Point-per-instance localization data:
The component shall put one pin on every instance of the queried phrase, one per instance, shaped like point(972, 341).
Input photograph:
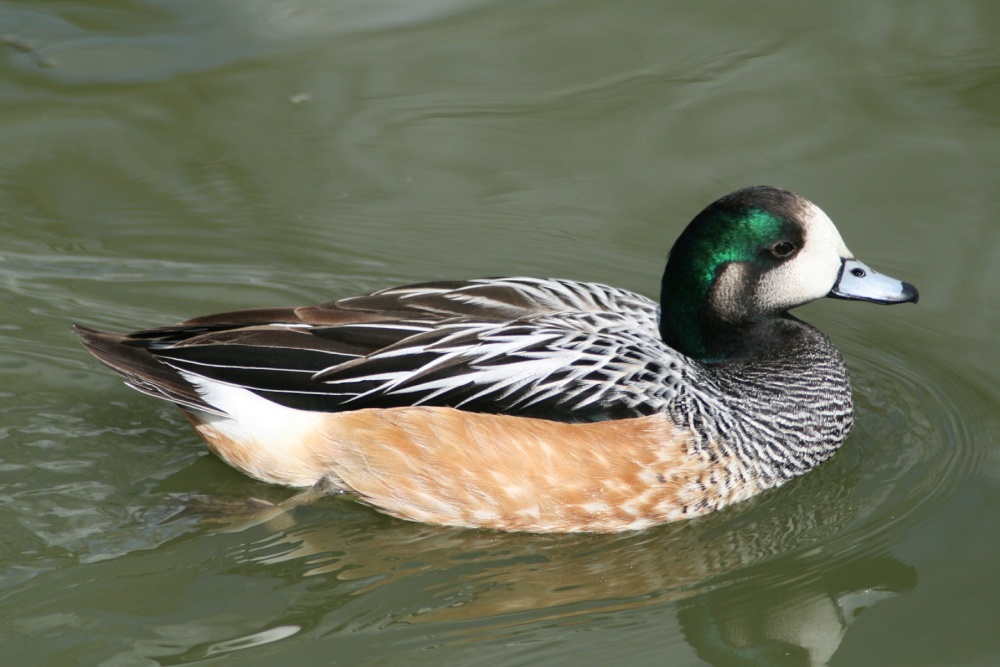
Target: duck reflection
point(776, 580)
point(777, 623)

• [The task]: One exact copy of the data, no pictures: write it out line for line.

• [Result of this exercise]:
The component shall put one pin on every instance of the queried phrase, one per instance, shaped like point(972, 341).
Input photograph:
Target: duck reflection
point(776, 580)
point(777, 623)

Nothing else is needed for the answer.